-- Begin Data listing --

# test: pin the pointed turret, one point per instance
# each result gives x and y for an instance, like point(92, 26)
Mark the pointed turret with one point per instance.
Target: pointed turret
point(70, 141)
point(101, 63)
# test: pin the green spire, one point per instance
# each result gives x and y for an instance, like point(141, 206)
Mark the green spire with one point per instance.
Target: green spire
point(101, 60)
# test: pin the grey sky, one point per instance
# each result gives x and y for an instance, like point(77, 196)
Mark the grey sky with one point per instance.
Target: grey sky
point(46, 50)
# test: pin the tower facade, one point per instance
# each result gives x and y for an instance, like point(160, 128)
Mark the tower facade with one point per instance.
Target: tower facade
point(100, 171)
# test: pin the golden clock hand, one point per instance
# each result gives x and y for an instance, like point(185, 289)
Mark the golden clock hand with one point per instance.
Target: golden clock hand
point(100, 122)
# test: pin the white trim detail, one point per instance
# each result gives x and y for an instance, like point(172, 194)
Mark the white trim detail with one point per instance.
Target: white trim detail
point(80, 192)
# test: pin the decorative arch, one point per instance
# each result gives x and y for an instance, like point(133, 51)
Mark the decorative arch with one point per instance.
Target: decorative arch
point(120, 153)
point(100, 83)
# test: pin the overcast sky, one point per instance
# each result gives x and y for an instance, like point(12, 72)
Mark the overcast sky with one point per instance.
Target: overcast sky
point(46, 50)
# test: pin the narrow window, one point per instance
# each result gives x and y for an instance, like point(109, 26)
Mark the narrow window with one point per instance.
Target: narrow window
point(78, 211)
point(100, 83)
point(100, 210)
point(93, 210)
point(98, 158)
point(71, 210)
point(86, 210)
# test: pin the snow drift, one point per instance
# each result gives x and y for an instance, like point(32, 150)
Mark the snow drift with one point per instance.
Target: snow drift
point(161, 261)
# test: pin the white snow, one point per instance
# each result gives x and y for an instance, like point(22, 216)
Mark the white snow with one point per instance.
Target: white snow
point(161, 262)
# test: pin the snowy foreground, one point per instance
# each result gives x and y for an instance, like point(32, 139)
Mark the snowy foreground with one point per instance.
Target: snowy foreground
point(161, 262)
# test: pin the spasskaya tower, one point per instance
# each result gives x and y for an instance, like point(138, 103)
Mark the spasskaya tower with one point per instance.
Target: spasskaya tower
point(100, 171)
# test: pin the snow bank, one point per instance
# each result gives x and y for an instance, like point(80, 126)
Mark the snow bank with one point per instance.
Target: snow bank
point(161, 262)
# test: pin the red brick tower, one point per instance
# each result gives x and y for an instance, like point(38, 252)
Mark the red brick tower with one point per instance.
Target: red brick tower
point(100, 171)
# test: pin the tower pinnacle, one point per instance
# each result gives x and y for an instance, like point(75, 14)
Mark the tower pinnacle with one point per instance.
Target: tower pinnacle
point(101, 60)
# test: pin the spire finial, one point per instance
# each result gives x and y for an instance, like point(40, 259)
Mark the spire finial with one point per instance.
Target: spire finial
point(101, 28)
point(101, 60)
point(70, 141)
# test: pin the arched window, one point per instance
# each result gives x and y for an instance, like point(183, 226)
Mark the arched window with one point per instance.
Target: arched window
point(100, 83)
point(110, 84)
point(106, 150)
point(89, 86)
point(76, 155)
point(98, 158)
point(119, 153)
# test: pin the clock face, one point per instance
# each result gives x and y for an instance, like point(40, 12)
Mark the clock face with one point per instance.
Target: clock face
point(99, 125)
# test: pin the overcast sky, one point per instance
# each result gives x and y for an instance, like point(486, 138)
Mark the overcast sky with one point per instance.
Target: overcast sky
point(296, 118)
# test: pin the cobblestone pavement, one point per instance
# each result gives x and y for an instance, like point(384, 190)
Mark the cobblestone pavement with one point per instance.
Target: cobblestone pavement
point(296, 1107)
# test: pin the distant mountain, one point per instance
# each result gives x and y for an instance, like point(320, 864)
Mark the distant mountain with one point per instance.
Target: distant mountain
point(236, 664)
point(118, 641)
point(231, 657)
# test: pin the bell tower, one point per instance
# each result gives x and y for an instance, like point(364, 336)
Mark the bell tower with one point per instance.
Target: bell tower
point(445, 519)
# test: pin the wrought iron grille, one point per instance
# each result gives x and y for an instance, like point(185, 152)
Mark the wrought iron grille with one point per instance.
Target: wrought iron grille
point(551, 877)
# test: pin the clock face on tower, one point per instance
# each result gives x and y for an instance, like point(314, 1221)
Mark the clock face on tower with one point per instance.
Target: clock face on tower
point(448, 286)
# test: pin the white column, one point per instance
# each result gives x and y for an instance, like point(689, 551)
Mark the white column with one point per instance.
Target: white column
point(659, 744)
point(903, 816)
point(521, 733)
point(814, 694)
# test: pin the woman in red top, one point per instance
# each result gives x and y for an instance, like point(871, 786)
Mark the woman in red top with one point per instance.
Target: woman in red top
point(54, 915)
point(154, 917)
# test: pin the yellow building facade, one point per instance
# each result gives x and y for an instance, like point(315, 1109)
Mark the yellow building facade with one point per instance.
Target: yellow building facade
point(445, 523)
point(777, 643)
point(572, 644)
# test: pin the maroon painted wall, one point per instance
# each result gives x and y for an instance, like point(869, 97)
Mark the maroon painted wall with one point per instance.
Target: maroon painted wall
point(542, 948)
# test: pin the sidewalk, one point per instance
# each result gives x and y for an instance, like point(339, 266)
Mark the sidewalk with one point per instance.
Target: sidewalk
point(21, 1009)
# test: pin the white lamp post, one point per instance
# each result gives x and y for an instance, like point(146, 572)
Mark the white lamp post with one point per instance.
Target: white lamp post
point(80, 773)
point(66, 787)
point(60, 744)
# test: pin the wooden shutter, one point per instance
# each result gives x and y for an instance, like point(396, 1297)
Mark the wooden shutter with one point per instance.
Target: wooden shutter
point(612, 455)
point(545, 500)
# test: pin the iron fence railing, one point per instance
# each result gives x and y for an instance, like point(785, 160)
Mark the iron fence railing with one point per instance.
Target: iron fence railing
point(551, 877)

-- End Data listing --

## [Task statement]
Scale the listing from the line containing "# test: pin the narrow" down to the line containing "point(161, 261)", both included. Rewrite those lines in full, requests too. Multiply the x and y coordinates of every answer point by 1.5 and round to whole numbers, with halves going up. Leave the requests and their sample points as they are.

## [Expected answer]
# test: pin the narrow window, one point per instance
# each result gives x and y for an instance, like point(109, 26)
Mark the narrow window with one point per instance.
Target: narrow window
point(117, 317)
point(150, 125)
point(150, 315)
point(140, 315)
point(147, 237)
point(107, 315)
point(129, 315)
# test: pin the snow drift, one point per instance
# each result gives x and y for an instance, like point(32, 150)
Mark the snow drift with one point per instance.
Target: snow drift
point(242, 392)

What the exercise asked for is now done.